▶
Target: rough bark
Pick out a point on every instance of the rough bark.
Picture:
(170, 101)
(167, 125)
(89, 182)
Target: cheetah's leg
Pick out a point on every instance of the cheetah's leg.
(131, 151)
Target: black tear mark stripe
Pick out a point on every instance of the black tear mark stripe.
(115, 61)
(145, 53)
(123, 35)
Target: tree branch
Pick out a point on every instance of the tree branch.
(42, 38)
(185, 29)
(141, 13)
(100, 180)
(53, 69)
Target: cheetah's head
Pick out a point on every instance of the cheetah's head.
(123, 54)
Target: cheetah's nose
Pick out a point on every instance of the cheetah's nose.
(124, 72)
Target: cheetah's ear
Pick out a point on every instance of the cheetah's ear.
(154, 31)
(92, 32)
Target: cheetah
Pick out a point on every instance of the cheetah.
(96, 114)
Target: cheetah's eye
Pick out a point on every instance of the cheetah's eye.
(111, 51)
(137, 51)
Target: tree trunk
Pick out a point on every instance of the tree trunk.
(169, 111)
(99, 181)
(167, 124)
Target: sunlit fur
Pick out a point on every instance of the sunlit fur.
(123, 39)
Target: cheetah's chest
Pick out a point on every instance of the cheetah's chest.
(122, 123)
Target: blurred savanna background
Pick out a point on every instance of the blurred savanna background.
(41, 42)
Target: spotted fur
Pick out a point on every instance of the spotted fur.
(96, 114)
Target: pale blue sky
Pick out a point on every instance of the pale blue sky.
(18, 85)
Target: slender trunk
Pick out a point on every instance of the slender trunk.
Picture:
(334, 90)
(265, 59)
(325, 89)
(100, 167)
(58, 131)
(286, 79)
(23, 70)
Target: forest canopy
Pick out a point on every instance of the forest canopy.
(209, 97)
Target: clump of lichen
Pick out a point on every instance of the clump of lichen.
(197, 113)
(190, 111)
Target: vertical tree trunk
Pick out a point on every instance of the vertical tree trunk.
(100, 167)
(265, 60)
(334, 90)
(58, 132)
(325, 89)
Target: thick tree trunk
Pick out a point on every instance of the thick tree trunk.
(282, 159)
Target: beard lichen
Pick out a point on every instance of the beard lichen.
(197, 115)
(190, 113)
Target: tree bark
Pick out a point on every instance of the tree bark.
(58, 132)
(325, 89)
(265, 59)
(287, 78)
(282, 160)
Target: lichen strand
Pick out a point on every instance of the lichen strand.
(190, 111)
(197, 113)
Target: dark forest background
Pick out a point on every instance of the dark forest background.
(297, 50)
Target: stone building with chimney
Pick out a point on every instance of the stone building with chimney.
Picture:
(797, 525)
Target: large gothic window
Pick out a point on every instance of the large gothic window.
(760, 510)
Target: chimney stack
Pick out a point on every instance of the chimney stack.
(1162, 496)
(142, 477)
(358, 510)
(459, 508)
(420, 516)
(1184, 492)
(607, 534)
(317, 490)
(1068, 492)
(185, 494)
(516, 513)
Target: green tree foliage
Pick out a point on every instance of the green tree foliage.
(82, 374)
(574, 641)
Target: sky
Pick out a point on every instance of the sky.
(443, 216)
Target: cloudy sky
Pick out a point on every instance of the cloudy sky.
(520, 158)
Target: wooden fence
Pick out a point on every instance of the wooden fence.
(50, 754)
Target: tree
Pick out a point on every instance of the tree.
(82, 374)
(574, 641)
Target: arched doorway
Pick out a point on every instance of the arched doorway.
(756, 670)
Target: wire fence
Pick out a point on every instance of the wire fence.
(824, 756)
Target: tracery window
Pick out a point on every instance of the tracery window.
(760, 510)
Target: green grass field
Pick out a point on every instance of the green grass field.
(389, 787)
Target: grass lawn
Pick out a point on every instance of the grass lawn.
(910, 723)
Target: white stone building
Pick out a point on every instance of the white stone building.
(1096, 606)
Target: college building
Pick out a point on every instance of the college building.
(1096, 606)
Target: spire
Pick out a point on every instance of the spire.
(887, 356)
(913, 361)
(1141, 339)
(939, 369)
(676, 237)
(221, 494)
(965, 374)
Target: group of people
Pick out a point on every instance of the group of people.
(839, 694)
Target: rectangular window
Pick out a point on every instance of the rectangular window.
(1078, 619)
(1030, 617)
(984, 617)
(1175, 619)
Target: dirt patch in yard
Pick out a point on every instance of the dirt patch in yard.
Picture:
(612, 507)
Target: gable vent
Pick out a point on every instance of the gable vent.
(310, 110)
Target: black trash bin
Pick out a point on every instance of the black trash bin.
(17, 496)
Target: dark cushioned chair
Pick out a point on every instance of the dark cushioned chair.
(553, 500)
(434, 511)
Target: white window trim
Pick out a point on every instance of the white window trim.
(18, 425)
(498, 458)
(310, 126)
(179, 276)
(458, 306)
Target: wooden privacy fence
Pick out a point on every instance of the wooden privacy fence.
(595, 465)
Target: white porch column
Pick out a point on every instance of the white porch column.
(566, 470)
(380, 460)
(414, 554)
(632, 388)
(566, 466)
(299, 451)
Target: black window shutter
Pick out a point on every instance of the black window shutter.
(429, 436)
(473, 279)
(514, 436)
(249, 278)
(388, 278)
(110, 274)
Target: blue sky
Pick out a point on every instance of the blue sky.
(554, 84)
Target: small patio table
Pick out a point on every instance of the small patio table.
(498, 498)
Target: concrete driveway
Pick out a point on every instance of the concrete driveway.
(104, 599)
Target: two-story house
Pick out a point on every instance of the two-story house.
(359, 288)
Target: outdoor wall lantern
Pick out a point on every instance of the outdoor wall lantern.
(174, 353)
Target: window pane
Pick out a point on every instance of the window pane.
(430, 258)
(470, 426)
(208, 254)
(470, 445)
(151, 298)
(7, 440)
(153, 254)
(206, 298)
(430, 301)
◀
**GIVEN REQUEST**
With both ends included, please retype exactly the lines from the line containing "Target: college building" to the final line of the data.

**CORRECT RESULT**
Target: college building
Pick out a point on every instance of the college building.
(1096, 606)
Target: spire
Pick out a point on every instance of the spire.
(887, 356)
(913, 361)
(1141, 339)
(939, 369)
(676, 237)
(221, 494)
(965, 374)
Target: group of people
Pick out a point on every instance of the group of people.
(839, 694)
Target: rectangular window
Pick out a point on every instance of the rectangular window.
(1078, 619)
(1030, 617)
(984, 617)
(1175, 619)
Target: dirt patch in yard
Pick out a point on every instance of the dirt patch in yard.
Picture:
(612, 507)
Target: gable vent
Pick out a point on every instance of the gable vent.
(310, 110)
Target: black trash bin
Pick out a point on every instance of the black trash bin.
(17, 496)
Target: dark cushioned chair
Pick out a point on every instance of the dark cushioned chair.
(553, 500)
(434, 511)
Target: white window trim
Pick out a point on every instance of the white window trim.
(18, 425)
(498, 458)
(310, 126)
(179, 276)
(458, 306)
Target: wooden privacy fence
Pick out a point on every instance of the wooden privacy fence.
(595, 465)
Target: white porch column
Pick out a point on every instance of the white porch column.
(566, 470)
(380, 460)
(414, 554)
(632, 388)
(566, 466)
(299, 451)
Target: black window shutter
Pick out a point on every instance of the black window shutter.
(429, 436)
(473, 279)
(514, 436)
(249, 278)
(388, 278)
(110, 274)
Target: blue sky
Pick out a point on every instance of the blue sky.
(554, 84)
Target: small patio table
Pick out a point on every instance of the small patio table.
(498, 498)
Target: concrete driveway
Pick out a point on every instance of the concrete driveway.
(104, 599)
Target: two-story house
Pick out a point on every instance of the two-story house.
(359, 288)
Target: outdoor wall lantern
Pick out a point on every instance of the outdoor wall lantern.
(174, 353)
Target: window pane
Pick out a point on every instance of the window pane.
(430, 258)
(470, 426)
(208, 254)
(470, 445)
(151, 298)
(7, 440)
(153, 254)
(206, 298)
(430, 301)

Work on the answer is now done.